Excerpts from point annotation data:
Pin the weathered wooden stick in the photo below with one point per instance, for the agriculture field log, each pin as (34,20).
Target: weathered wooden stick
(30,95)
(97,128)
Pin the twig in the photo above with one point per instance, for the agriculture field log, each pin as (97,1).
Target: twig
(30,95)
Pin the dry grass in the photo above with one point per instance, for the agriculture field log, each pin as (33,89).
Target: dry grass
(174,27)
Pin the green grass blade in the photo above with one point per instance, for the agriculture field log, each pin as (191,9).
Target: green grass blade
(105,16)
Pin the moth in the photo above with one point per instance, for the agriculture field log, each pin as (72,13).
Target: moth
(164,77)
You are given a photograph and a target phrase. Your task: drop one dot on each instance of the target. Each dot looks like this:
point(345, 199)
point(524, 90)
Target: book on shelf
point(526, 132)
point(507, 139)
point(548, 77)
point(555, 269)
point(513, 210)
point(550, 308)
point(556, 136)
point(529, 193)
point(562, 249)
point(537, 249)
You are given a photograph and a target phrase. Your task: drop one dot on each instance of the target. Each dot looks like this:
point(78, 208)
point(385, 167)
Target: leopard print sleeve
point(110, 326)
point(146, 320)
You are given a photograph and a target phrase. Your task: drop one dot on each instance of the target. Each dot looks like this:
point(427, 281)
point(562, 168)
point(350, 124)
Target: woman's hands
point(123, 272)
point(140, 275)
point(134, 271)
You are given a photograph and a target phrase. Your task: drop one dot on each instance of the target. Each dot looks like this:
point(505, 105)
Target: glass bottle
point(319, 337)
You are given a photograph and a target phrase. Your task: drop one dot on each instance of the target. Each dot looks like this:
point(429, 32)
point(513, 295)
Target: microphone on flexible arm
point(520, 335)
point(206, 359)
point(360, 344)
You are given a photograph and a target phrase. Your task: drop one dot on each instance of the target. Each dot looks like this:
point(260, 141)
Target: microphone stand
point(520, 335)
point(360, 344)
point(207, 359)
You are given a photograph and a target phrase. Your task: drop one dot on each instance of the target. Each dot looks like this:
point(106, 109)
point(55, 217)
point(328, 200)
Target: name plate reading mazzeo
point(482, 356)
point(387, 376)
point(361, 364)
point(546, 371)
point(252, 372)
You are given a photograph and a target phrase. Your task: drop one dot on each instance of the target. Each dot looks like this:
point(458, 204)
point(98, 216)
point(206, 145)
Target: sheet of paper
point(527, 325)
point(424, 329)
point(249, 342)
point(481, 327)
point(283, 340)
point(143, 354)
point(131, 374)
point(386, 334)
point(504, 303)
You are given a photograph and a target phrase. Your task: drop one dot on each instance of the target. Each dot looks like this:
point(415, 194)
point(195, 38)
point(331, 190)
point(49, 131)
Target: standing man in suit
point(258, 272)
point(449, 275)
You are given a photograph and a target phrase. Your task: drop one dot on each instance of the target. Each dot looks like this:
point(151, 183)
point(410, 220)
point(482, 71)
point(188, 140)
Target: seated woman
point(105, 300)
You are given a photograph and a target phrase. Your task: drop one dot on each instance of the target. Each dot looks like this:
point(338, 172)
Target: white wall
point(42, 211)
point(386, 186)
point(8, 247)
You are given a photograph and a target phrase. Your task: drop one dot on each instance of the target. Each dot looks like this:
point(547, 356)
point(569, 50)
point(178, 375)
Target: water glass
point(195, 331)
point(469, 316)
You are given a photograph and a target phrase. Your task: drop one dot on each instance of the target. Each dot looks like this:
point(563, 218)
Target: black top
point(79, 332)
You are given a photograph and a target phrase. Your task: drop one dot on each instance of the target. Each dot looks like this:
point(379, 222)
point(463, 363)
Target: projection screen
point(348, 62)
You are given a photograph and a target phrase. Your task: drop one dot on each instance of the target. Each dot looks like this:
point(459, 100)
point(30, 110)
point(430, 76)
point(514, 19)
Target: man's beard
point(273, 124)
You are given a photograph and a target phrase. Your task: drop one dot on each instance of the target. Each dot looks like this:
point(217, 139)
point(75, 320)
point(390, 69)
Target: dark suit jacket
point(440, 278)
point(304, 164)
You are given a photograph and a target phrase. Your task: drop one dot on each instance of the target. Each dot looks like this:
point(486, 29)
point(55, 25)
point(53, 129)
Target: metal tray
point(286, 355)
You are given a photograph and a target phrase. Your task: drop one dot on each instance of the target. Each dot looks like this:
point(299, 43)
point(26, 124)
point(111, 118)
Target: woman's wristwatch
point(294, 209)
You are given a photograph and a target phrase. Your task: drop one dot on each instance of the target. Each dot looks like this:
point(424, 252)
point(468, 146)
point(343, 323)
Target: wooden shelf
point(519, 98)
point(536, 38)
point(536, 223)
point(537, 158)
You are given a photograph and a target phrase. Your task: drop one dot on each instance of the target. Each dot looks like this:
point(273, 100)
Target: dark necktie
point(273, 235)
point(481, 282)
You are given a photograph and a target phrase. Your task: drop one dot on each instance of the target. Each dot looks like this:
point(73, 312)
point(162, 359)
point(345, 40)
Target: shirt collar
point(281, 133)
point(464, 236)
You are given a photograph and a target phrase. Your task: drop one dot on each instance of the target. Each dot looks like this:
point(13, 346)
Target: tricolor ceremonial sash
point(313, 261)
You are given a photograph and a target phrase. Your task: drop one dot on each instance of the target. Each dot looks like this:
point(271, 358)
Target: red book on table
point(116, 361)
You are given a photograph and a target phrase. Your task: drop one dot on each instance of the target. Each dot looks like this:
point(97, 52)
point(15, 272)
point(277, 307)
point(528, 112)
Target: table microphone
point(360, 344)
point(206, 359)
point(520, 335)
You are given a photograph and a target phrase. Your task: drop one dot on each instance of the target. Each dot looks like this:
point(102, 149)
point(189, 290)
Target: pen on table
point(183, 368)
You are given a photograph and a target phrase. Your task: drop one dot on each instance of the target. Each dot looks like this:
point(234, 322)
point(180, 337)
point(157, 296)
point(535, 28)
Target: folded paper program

PROBLEM TO SOLVE :: Output each line of the items above as a numbered list, skipping any blank lines.

ANSWER ::
1. Pin the weathered wooden stick in the photo below with one point per instance, for the agriculture field log, each pin as (34,20).
2. Target: weathered wooden stick
3. (30,95)
4. (97,128)
5. Pin the twig in the photo above with one point per instance, for the agriculture field log, each pin as (97,1).
6. Target: twig
7. (30,95)
8. Pin the dry grass in the photo above with one point per instance, for the agriculture field log, each pin as (33,89).
9. Target: dry grass
10. (174,27)
11. Pin the green grass blade in the photo above with one point per instance, for the agriculture field log, each pin as (191,9).
12. Target: green grass blade
13. (105,16)
14. Pin the moth in the photo above with one point per instance, for the agriculture field log, each pin as (72,13).
15. Target: moth
16. (164,77)
17. You are given a photograph and a target phrase. Your task: drop one dot on each instance of the target. Each dot looks like this:
18. point(345, 199)
19. point(524, 90)
20. Target: book on shelf
21. point(526, 132)
22. point(507, 139)
23. point(548, 77)
24. point(555, 269)
25. point(513, 210)
26. point(550, 308)
27. point(556, 136)
28. point(529, 193)
29. point(562, 249)
30. point(537, 249)
31. You are given a photograph and a target phrase. Your task: drop one dot on each instance of the target. Each dot looks like this:
32. point(78, 208)
33. point(385, 167)
34. Target: leopard print sleeve
35. point(110, 326)
36. point(146, 320)
37. You are given a photograph and a target phrase. Your task: drop one dot on each instance of the target. Each dot looks like this:
38. point(427, 281)
39. point(562, 168)
40. point(350, 124)
41. Target: woman's hands
42. point(123, 272)
43. point(140, 275)
44. point(134, 271)
45. You are given a photograph and a target phrase. Your task: drop one dot on each instance of the target. Each dot looks like this:
46. point(505, 105)
47. Target: glass bottle
48. point(319, 337)
49. You are given a photograph and a target phrase. Your task: drop one dot on each instance of the target. Each dot looks like this:
50. point(429, 32)
51. point(513, 295)
52. Target: microphone on flexible arm
53. point(520, 335)
54. point(206, 359)
55. point(360, 344)
56. You are given a photograph and a target phrase. Your task: drop one dot on each instance of the target. Each dot looks like this:
57. point(260, 141)
58. Target: microphone stand
59. point(520, 335)
60. point(360, 344)
61. point(207, 359)
62. You are given a photograph and a target phrase. Your task: drop one dot on each instance of the target. Each dot looks like this:
63. point(106, 109)
64. point(55, 217)
65. point(328, 200)
66. Target: name plate reading mazzeo
67. point(482, 356)
68. point(387, 376)
69. point(361, 364)
70. point(546, 371)
71. point(252, 372)
72. You are given a photograph and a target phrase. Your task: drop one dot on each instance of the target. Each dot looks like this:
73. point(458, 204)
74. point(98, 216)
75. point(206, 145)
76. Target: sheet of paper
77. point(527, 325)
78. point(424, 329)
79. point(249, 342)
80. point(481, 327)
81. point(283, 340)
82. point(143, 354)
83. point(131, 374)
84. point(386, 334)
85. point(504, 303)
86. You are given a photograph and a target phrase. Your task: drop one dot on each instance of the target. Each dot looks like this:
87. point(415, 194)
88. point(195, 38)
89. point(331, 190)
90. point(49, 131)
91. Target: standing man in suit
92. point(258, 272)
93. point(449, 275)
94. You are given a photograph and a target phrase. Your task: drop one dot on each instance of the target. Each dot looks like this:
95. point(151, 183)
96. point(410, 220)
97. point(482, 71)
98. point(188, 140)
99. Target: seated woman
100. point(105, 300)
101. You are given a photograph and a target phrase. Your task: drop one dot on each instance of the target. Each dot looks like this:
102. point(338, 172)
103. Target: white wall
104. point(42, 211)
105. point(386, 186)
106. point(8, 247)
107. You are given a photograph and a target phrase. Your task: drop one dot on each instance of the target. Each dot looks like this:
108. point(547, 356)
109. point(569, 50)
110. point(178, 375)
111. Target: water glass
112. point(195, 331)
113. point(469, 316)
114. You are given a photograph and a target phrase. Your task: drop one dot on each instance of the target. Each dot looks like this:
115. point(563, 218)
116. Target: black top
117. point(79, 332)
118. You are given a photograph and a target phrase. Your task: drop one dot on each instance of the target. Each dot looks like this:
119. point(379, 222)
120. point(463, 363)
121. Target: projection screen
122. point(348, 62)
123. You are given a photograph and a target phrase. Your task: drop one dot on each instance of the target. Each dot looks like this:
124. point(459, 100)
125. point(30, 110)
126. point(430, 76)
127. point(514, 19)
128. Target: man's beard
129. point(273, 124)
130. You are given a photograph and a target phrase. Your task: drop one dot on each instance of the target. Each dot looks like this:
131. point(217, 139)
132. point(75, 320)
133. point(390, 69)
134. Target: dark suit jacket
135. point(440, 278)
136. point(304, 164)
137. You are given a photograph and a target phrase. Your task: drop one dot on each instance of the target. Each dot looks like this:
138. point(486, 29)
139. point(55, 25)
140. point(53, 129)
141. Target: metal tray
142. point(286, 355)
143. You are given a photograph and a target phrase. Your task: drop one dot on each instance of the target. Each dot looks like this:
144. point(299, 43)
145. point(26, 124)
146. point(111, 118)
147. Target: woman's wristwatch
148. point(294, 209)
149. You are given a photograph and a target phrase. Your task: drop one dot on each instance of the target. Each dot looks like this:
150. point(424, 252)
151. point(468, 146)
152. point(343, 323)
153. Target: wooden shelf
154. point(519, 98)
155. point(536, 38)
156. point(536, 223)
157. point(537, 158)
158. You are given a photograph and a target phrase. Your task: drop one dot on each instance of the target. Each dot looks like this:
159. point(273, 100)
160. Target: dark necktie
161. point(273, 235)
162. point(481, 282)
163. You are given a photograph and a target phrase. Your task: drop one dot on each instance of the target. Each dot looks like this:
164. point(73, 312)
165. point(162, 359)
166. point(345, 40)
167. Target: shirt collar
168. point(281, 133)
169. point(464, 236)
170. You are given a photograph and a target phrase. Your task: drop one dot on each instance of the target. Each dot looks like this:
171. point(13, 346)
172. Target: tricolor ceremonial sash
173. point(313, 261)
174. You are given a photograph and a target phrase. Your task: drop one dot on each instance of the target. Each dot looks like this:
175. point(271, 358)
176. Target: red book on table
177. point(116, 361)
178. You are given a photograph and a target phrase. Your task: drop one dot on each instance of the target. Each dot looks like this:
179. point(97, 52)
180. point(15, 272)
181. point(277, 307)
182. point(528, 112)
183. Target: table microphone
184. point(360, 344)
185. point(206, 359)
186. point(520, 335)
187. You are given a photograph and a target phrase. Your task: drop one dot on each instance of the target. Each dot looks like this:
188. point(102, 149)
189. point(189, 290)
190. Target: pen on table
191. point(183, 368)
192. You are given a photograph and a target phrase. Your task: drop one dot on each instance of the target. Each dot looks like this:
193. point(234, 322)
194. point(180, 337)
195. point(157, 296)
196. point(535, 28)
197. Target: folded paper program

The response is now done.